#### Tasks for this exercise
1) Repeat the ancestors essay word for word, starting with "Time passes and" and going on through "who they were.".
2) Summarize the ancestors essay in two sentences.
3) Write the next part of the essay about remembering ancestors, starting after its last sentence.

#### Given text
*-*-*

Time passes and we take it for granted that everyone that we love will still be with us, even as we understand that none of us are immortal. The day will come to say goodbye just as surely as new births will continue to enhance the beautiful circle of life that enfolds us all. It is a lovely idea to pause each year to remember those who came before us, some of whom we never even had the chance to meet. They are as much a part of our story as those that we cherish in life. Many of them are only names on a family tree. Some are ciphers whose existence we know had to happen, but whose identity remains unknown. We feel a connection to them even as we may not have any idea who they were. 

I often gaze at my family tree and attempt to put faces and stories together. I want to remember and honor my ancestors. Some stand out more than others like my great grandmother Marion Rourke Mack for whom there is no information, a photo or even a date of birth. I only know that she died shortly after giving birth to my paternal grandfather. I think of her often and feel that I understand how horrible it must have been for her to realize that she would not live to watch her baby boy grow into a remarkable man. I do not know what the complications were that left her dying so soon, but I can imagine because when I gave birth to my first child I had difficulties that caused my doctor to mention that in another era I might have lost my life. I wonder if Marion and I were physically similar. Did I inherit her problem? Was I fortunate enough to live in a time of wonder for medicine that she did not enjoy?

I want to know more about my great grandparents who lived in Slovakia. I know their names and where they lived but little more. I wonder how they felt when their children, my grandparents sailed across the ocean to start a new life in the United States. Did they miss their son and their daughter? Did they know what a wonderful family would grow from their babies? Would they even think that one day someone in their line would wonder about them and try to imagine what they looked like and how they lived?

*-*-*

#### Listed entries
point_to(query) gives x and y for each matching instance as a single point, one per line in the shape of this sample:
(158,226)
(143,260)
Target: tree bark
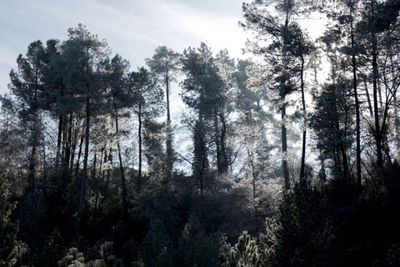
(121,167)
(303,150)
(357,105)
(285,167)
(86,157)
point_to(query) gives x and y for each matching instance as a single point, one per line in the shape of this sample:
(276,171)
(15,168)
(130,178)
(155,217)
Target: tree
(147,95)
(272,22)
(121,100)
(165,65)
(27,89)
(203,93)
(8,229)
(85,65)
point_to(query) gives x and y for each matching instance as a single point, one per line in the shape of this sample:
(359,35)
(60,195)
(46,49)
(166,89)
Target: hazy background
(132,28)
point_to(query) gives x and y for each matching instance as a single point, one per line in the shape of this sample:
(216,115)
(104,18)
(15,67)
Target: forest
(288,158)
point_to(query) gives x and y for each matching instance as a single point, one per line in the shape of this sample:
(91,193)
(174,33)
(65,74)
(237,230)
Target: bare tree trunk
(79,154)
(139,181)
(170,156)
(121,167)
(60,122)
(85,161)
(303,150)
(358,148)
(285,167)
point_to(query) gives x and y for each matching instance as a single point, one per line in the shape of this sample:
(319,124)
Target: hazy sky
(132,28)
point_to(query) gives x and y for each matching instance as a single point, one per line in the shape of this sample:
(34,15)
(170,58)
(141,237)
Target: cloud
(132,28)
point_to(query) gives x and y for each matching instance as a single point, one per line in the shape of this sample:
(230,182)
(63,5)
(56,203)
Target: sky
(132,28)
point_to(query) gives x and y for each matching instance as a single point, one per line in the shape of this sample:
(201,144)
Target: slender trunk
(371,112)
(285,167)
(86,157)
(170,160)
(222,136)
(79,154)
(60,122)
(101,162)
(140,147)
(303,150)
(217,144)
(93,176)
(34,141)
(68,146)
(73,149)
(121,167)
(378,136)
(109,168)
(358,138)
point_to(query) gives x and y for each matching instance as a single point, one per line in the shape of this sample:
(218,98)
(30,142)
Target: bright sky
(132,28)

*-*-*

#### Numbered answers
1)
Time passes and we take it for granted that everyone that we love will still be with us, even as we understand that none of us are immortal. The day will come to say goodbye just as surely as new births will continue to enhance the beautiful circle of life that enfolds us all. It is a lovely idea to pause each year to remember those who came before us, some of whom we never even had the chance to meet. They are as much a part of our story as those that we cherish in life. Many of them are only names on a family tree. Some are ciphers whose existence we know had to happen, but whose identity remains unknown. We feel a connection to them even as we may not have any idea who they were.

2) The essay reflects that ancestors, many of them only names on a family tree or entirely unknown, are as much a part of our story as living loved ones, and that pausing each year to remember them is a lovely idea. The writer wonders about great grandmother Marion Rourke Mack, who died shortly after giving birth to the writer's paternal grandfather, and about great grandparents in Slovakia whose children sailed to the United States.

3)
I look at my family tree and I am able to go very far back into the history of how I came to be. I have a vivid imagination so I attempt to understand who these people were. I have walked through the battlefields of the Civil War where my great grandfather was present as a Union soldier. I have found myself wondering how he dealt with the horror of that war. I know from military records that it left him with physical ailments that never went away. Since he moved far from civilization after the war I tend to believe that he was done with violence and wanted to live out the rest of his life peacefully.

I go back to names from England, Normandy and Norway. I imagine them sailing across the English Channel or looking out into the North Sea. I wonder about the people who came to the new world just as my maternal grandparents would one day do at the dawn of the twentieth century. Who were these people? What drove them to be so adventurous? How did they look? How did they sound? What would they think of how things turned out?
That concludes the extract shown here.